WHAT YOU SHOULD DO -> Set down all of the entries exactly, leaving nothing out.

[Region pointing data]
____
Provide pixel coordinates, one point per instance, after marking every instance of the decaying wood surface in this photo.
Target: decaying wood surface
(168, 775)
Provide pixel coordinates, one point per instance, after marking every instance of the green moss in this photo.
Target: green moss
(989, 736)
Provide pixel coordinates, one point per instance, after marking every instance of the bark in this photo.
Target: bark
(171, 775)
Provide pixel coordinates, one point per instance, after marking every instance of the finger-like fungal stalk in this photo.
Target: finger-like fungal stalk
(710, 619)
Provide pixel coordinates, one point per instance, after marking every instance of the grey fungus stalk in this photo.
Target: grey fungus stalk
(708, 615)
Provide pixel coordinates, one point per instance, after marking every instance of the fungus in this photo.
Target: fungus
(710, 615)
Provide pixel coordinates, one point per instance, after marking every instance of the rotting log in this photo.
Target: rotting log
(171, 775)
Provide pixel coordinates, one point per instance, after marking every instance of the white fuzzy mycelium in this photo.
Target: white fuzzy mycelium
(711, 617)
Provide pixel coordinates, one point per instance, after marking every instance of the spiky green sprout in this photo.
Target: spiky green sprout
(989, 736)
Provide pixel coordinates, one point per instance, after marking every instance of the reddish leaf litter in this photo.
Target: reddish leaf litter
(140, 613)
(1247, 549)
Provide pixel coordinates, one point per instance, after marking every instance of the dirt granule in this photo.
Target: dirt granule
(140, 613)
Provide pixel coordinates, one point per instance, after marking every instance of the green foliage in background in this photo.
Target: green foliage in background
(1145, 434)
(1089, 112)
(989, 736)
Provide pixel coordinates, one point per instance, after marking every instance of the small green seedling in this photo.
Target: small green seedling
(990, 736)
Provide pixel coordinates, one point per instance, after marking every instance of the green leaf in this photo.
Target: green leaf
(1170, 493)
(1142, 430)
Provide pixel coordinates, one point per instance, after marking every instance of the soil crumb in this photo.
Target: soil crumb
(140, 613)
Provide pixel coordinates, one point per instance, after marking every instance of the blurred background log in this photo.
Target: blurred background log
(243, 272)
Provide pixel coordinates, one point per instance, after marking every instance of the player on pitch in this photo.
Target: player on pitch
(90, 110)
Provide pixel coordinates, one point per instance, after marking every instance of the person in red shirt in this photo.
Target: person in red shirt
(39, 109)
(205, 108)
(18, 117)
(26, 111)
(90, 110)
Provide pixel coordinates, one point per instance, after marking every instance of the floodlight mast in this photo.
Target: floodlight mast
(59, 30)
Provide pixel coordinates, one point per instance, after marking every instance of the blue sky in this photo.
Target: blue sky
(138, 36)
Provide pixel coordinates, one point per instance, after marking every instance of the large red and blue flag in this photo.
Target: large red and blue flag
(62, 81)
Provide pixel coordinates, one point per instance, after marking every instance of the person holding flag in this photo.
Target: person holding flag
____
TASK SOLUTION ->
Provide pixel coordinates, one point per instance, after marking every instance of the decaying wood surface in this photo.
Target: decaying wood surface
(168, 775)
Provide pixel coordinates, one point per instance, after marking every instance of the green moss in this photo.
Target: green moss
(989, 736)
Provide pixel coordinates, one point per instance, after marking every instance of the bark in this photo.
Target: bark
(171, 775)
Provide pixel coordinates, one point per instance, after marking every instance of the finger-like fungal stalk in this photo.
Target: finger-like fungal stalk
(710, 619)
Provide pixel coordinates, one point per instance, after marking every instance of the grey fungus stalk in this photo.
Target: grey fungus stalk
(708, 615)
Provide pixel coordinates, one point per instance, after marking every instance of the fungus in this photo.
Target: fungus
(710, 615)
Provide pixel coordinates, one point per instance, after marking every instance of the rotting log in this photo.
Target: rotting log
(171, 775)
Provide pixel coordinates, one point per instance, after marking every instance of the white fuzzy mycelium in this photo.
Target: white fuzzy mycelium
(711, 617)
Provide pixel coordinates, one point per instance, after marking every instance of the spiky green sprout in this photo.
Target: spiky green sprout
(989, 736)
Provide pixel coordinates, one point per instance, after marking every instance of the reddish leaf litter in this photo.
Target: reddish leaf litter
(140, 613)
(1247, 549)
Provide pixel coordinates, one point per instance, after marking every instance of the dirt granule in this photo.
Target: dirt granule
(140, 613)
Provide pixel coordinates, one point per instance, after marking every instance of the green foliage in background in this photo.
Target: green foliage in background
(1145, 434)
(1089, 112)
(989, 736)
Provide pixel coordinates, one point per instance, after marking every instance of the small green seedling in this photo.
Target: small green seedling
(990, 736)
Provide pixel coordinates, one point per instance, after marking every instance of the green leaf in this photo.
Target: green leaf
(1170, 493)
(1142, 430)
Provide pixel coordinates, one point per instance, after marking every instance of the soil crumb in this photo.
Target: soil crumb
(140, 613)
Provide pixel coordinates, one point per instance, after marking every instance of the blurred background log in this photo.
Target: blurred background log
(243, 272)
Provide pixel coordinates, one point per instance, after marking every instance of the player on pitch in this photo.
Target: player on pitch
(90, 110)
Provide pixel coordinates, one point per instance, after marking every instance of the person in red shirt in this photo.
Target: person in red shirt
(39, 109)
(205, 108)
(18, 117)
(26, 111)
(90, 110)
Provide pixel coordinates, one point per instance, after marking every instance of the floodlight mast in this photo.
Target: floodlight mast
(59, 30)
Provide pixel coordinates, one point per instance, after marking every instance of the blue sky in this photo.
Target: blue sky
(138, 36)
Provide pixel coordinates, one point per instance, after marking every instance of the large red and blue flag in this photo.
Target: large red and blue flag
(62, 81)
Provide pixel coordinates, one point per instance, after marking every instance of the person holding flag in this photo.
Target: person holding flag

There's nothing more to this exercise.